Records from a data collection:
——
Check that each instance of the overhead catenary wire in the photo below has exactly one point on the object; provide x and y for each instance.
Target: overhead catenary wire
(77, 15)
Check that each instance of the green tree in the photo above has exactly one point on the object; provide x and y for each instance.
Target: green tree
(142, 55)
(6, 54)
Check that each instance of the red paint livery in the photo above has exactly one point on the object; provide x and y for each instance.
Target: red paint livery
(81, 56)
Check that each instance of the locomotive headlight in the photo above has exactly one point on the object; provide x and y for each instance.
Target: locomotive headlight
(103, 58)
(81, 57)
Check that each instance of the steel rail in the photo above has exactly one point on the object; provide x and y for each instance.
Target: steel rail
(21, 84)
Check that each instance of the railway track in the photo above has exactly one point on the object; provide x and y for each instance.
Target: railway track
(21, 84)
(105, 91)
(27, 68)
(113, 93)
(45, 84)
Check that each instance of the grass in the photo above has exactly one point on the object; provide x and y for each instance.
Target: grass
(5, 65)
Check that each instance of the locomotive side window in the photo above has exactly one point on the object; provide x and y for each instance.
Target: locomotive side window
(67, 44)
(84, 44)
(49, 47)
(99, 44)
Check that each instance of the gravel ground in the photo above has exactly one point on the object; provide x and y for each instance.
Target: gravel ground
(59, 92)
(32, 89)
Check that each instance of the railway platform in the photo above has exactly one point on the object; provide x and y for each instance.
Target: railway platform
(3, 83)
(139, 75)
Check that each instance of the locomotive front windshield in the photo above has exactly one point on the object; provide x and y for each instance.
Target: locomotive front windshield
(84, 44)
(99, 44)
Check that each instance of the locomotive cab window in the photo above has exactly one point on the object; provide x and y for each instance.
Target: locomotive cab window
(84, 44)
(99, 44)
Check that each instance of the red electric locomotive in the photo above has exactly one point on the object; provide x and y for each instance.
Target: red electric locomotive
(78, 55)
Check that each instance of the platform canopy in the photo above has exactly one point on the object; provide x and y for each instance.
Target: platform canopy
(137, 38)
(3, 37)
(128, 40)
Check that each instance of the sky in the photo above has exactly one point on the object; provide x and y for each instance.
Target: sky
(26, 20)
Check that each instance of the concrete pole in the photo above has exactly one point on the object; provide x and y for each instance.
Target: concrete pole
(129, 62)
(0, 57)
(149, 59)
——
▶ _The exercise_
Please recast the items above as a two-column CSV with the headers item_text and answer, one row per item. Put each item's text and its answer in their own quoted fields, replacing every line break with a space.

▶ _Reply to the exercise_
item_text,answer
"Check that each instance of the overhead catenary wire in the photo below has exactly one point on the object; provide x and y for each instance. Target: overhead catenary wire","(77, 15)"
"Check that each instance of the green tree in the photo above has exactly one point on the object; provide x and y for each instance. Target: green tree","(142, 55) (6, 54)"
"Check that each instance of the red paint livery in the photo above has exactly one point on the object; provide x and y for each instance. Target: red paint livery","(81, 56)"
"Check that each instance of the locomotive headlight in the photo above has exactly one point on the object; provide x and y for each instance. Target: locomotive headlight","(103, 58) (81, 57)"
"Check that each instance of the steel rail in the photo above has exactly one point on the object; provide x and y for each instance. Target: steel rail","(21, 84)"
"Check that each instance of the railway track in the photo above has exactly one point on the object; provide x and y for each instance. Target: railway track","(21, 84) (105, 91) (27, 68) (113, 93) (45, 84)"
"Check that each instance of the grass in the photo above has exactly one point on the object; provide x and y for each instance. Target: grass","(5, 65)"
"Check that each instance of the locomotive side window in the photo above has exactly one point on the object; provide x and y for each instance. Target: locomotive side window","(67, 44) (84, 44) (49, 47) (99, 44)"
"Check that each instance of the gravel ground in the photo above has exactly one point on the object; provide x and y for each instance. Target: gravel ground","(59, 92) (32, 89)"
"Check that each instance of the railway platform in the photo above has exactly one point on the object; provide x and y for each instance. Target: railway platform","(3, 83) (139, 75)"
"Check that each instance of the locomotive front windshield in the photo above has exactly one point on the object; provide x and y for each instance. Target: locomotive front windshield","(84, 44) (99, 44)"
"Check that each instance of the locomotive cab window in the photo above has exactly one point on the object; provide x and y for each instance. Target: locomotive cab window","(84, 44) (99, 44)"
"Check that each instance of the red electric locomotive in the photo above has exactly one point on the object; provide x and y for each instance. Target: red electric locomotive","(78, 55)"
"Check that each instance of the platform canopy in the photo above has exactly one point on the object; provide x and y for each instance. Target: platform canopy","(137, 38) (3, 37) (128, 40)"
"Check that each instance of the sky in the photo above has exactly one point on the object; provide x and y for each instance. Target: sky","(26, 20)"
"Check that each instance of the concrete pole in the photo above has exactly one point on the object; provide x and y for each instance. Target: concrete pole","(129, 62) (0, 57) (149, 59)"